Directive 1: According to the Matteo Bocelli biography below, why was he proclaimed King of the Viña Del Mar Festival?

Background information
- Born: Matteo Bocelli October 8, 1997 (age 28) Forte dei Marmi, Italy
- Occupations: Singer; songwriter;
- Instruments: Vocals, guitar
- Years active: 2016–present
- Labels: Decca; Capitol;
- Website: www.matteobocelli.it

= Matteo Bocelli =

Italian singer

Matteo Bocelli (born October 8, 1997) is an Italian singer. He is the second child of Andrea Bocelli and Enrica Cenzatti.

As of 2025, Bocelli has released three studio albums. He has duetted with his dad on his dad's concerts, and he is a featured artist on his dad's albums.

In February 2026, he participated in the Viña del Mar International Song Festival, where, in addition to performing as a guest artist, he served as a judge. In this role, he evaluated the Folk and International competitions of the festival.

He was also proclaimed King of the Viña Del Mar Festival, after winning by a majority in the combined vote of the accredited press and the public, officially becoming the winner of the 2026 competition.

Directive 2: From the records below, output the lines starting with the line containing "Task: locate the outboard" and going on through the line containing "column 192, row 247".

Entries taken from a collection:
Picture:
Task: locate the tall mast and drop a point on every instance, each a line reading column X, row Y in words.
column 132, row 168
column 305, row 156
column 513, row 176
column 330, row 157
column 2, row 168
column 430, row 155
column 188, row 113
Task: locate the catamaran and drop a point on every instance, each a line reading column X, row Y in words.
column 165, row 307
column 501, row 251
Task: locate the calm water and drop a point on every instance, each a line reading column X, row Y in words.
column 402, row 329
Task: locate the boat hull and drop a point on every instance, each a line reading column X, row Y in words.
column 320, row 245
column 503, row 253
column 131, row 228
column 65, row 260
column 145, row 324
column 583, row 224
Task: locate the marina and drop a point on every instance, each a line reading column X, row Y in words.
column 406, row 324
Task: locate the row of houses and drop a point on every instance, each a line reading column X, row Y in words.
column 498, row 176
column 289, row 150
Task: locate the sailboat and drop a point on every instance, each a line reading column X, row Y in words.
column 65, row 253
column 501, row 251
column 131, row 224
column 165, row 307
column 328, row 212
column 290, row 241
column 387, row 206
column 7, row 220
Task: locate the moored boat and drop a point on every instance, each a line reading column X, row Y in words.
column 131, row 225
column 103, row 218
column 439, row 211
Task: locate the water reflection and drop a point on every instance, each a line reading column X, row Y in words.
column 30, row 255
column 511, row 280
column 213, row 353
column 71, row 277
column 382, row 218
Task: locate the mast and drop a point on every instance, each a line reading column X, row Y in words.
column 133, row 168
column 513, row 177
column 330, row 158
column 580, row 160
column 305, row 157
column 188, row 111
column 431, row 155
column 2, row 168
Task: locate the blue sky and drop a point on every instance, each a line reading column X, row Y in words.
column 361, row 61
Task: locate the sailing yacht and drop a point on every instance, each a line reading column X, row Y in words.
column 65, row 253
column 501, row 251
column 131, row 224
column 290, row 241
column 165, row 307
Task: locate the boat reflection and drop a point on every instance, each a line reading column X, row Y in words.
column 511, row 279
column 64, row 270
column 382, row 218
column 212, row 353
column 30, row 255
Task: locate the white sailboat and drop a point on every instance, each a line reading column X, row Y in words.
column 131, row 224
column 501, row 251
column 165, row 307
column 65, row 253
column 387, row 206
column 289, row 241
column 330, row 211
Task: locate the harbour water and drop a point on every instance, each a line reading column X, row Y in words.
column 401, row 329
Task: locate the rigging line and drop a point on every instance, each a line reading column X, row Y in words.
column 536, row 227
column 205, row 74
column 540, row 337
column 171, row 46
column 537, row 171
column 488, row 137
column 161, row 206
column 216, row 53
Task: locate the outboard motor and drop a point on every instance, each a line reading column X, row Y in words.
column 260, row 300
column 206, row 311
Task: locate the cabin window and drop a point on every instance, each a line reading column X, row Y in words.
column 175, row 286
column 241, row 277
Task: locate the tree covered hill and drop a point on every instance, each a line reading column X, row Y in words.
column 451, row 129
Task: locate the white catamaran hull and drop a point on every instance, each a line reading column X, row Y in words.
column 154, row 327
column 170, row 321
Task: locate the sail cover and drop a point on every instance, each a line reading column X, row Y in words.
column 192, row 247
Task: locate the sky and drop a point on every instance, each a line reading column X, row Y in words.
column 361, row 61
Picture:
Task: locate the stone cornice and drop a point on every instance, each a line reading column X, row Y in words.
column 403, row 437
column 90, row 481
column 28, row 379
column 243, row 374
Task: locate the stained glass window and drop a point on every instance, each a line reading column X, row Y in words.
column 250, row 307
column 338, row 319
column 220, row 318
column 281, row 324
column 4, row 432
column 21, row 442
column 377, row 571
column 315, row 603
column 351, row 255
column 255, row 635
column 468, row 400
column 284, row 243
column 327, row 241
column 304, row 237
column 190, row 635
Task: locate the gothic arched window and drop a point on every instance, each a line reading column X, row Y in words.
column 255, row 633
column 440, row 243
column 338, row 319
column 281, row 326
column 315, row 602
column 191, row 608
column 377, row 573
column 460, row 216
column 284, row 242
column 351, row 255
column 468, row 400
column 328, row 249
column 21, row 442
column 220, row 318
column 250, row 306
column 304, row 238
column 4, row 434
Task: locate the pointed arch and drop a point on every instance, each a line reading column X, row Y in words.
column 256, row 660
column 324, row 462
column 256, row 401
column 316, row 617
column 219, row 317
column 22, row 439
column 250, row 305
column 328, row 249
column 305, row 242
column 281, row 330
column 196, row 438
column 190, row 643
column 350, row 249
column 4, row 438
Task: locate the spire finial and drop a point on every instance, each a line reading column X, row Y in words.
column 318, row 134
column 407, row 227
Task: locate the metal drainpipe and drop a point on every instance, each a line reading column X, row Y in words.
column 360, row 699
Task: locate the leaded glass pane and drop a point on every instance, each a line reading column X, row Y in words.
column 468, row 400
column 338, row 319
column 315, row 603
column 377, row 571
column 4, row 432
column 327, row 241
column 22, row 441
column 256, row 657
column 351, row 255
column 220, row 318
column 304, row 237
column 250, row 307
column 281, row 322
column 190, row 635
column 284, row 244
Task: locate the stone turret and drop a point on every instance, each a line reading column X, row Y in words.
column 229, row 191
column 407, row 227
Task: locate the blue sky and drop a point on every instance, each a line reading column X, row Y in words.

Expected answer 1: He won by a majority in the combined vote of the accredited press and the public, which officially made him the winner of the 2026 competition.

Expected answer 2:
Task: locate the outboard motor and drop a point on every instance, each a line reading column X, row Y in words.
column 260, row 300
column 206, row 311
Task: locate the cabin window and drop a point on every instance, each a line reading column X, row Y in words.
column 175, row 286
column 241, row 277
Task: locate the tree covered hill and drop a point on every instance, each a line reading column X, row Y in words.
column 451, row 129
Task: locate the white catamaran hull and drop a point on every instance, each a line reading column X, row Y in words.
column 154, row 327
column 170, row 321
Task: locate the sail cover and drop a point on every instance, each a line reading column X, row Y in words.
column 192, row 247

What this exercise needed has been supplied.